Task to complete:
Reproduce verbatim the lines of the records, starting with the line that contains "stripe on tail" and continuing down to the end of the records, both ends included.

Supplied records:
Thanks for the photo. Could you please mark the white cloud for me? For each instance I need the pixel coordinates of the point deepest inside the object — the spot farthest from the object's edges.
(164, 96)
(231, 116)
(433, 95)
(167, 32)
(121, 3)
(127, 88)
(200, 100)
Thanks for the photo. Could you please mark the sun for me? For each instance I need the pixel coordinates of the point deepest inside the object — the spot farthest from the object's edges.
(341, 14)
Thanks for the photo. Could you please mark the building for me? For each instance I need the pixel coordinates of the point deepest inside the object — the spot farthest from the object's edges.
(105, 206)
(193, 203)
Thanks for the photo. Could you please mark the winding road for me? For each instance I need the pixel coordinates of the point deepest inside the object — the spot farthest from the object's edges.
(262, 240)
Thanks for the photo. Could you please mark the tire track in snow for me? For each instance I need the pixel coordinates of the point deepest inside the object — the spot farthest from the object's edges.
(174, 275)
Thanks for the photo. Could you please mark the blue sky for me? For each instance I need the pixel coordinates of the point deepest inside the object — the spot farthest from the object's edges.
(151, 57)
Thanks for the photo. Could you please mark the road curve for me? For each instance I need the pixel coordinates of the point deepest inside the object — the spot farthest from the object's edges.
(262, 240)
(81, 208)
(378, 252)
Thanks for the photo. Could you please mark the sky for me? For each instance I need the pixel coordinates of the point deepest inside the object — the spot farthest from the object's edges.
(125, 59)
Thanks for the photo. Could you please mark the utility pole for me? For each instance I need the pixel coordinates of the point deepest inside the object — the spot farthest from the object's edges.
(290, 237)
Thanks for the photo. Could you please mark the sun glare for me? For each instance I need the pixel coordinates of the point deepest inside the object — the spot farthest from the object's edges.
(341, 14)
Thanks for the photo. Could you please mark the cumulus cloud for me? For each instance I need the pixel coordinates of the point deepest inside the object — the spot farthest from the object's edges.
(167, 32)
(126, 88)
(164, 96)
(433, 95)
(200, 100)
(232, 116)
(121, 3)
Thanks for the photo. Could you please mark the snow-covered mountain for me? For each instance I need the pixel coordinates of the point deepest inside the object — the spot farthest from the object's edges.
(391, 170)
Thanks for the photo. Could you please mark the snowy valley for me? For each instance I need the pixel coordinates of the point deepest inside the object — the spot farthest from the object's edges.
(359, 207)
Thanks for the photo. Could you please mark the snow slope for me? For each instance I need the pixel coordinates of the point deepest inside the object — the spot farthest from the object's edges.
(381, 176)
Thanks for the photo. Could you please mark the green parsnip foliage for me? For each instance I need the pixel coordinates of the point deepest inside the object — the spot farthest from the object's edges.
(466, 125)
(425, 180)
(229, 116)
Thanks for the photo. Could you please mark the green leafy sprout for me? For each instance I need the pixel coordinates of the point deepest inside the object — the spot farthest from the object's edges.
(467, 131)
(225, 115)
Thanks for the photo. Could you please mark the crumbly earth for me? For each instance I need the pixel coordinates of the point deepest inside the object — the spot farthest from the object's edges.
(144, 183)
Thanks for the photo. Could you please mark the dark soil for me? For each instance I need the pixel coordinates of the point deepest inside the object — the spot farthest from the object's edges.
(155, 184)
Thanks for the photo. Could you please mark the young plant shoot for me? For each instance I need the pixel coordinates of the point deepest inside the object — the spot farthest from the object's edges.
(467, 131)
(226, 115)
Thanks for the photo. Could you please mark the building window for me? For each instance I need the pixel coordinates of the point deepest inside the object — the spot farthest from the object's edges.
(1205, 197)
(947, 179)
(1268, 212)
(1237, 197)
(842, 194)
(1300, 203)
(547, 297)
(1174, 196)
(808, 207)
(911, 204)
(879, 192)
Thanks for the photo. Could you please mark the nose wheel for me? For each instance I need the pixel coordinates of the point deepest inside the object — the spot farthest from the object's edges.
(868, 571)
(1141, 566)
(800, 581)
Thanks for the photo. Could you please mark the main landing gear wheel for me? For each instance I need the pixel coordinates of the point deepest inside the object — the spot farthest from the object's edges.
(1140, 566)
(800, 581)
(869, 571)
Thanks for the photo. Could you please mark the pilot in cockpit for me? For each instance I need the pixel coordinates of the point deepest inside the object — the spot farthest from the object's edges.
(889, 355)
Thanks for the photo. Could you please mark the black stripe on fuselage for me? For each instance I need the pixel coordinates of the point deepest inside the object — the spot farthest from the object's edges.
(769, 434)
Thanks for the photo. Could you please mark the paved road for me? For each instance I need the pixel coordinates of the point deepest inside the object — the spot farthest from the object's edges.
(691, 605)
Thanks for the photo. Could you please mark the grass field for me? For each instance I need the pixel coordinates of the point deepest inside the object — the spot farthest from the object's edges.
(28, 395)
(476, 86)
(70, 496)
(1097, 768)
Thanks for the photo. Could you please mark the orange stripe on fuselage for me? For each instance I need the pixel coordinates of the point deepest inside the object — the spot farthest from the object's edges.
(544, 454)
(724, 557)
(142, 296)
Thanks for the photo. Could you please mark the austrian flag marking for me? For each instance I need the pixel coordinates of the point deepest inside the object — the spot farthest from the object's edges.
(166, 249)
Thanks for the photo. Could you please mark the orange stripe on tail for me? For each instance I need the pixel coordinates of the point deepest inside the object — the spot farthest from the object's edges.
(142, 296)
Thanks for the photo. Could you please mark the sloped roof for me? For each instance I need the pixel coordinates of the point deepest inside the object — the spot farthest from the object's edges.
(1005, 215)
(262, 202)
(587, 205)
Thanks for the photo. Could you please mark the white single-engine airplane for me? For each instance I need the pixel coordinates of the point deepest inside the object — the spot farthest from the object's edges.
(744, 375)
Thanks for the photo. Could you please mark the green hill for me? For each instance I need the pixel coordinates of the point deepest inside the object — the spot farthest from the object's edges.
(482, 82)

Written response:
Thanks for the photo. Could you please mark the orange stripe on tail for me? For each instance I need the pixel coordinates of the point deepest inside the object — the spot farthest from the object's edges.
(142, 296)
Thanks for the photo. Could you please mark the sloped roof for me? For each instance I need the pixel coordinates of the point deepest inside the object — the spot farthest from the object's edges.
(1005, 215)
(262, 202)
(587, 205)
Thanks for the photo. Could you please mark the white single-engine airplane for me? For each instance I need the pixel coordinates of the point deepest inside the object — the spot farthest from the object's edges.
(744, 375)
Thanks for the photo. Could you please mark the green hill for me? For each instance I need the pixel coordinates of the point deepest inside the object — the spot farthest from the object's edges.
(482, 82)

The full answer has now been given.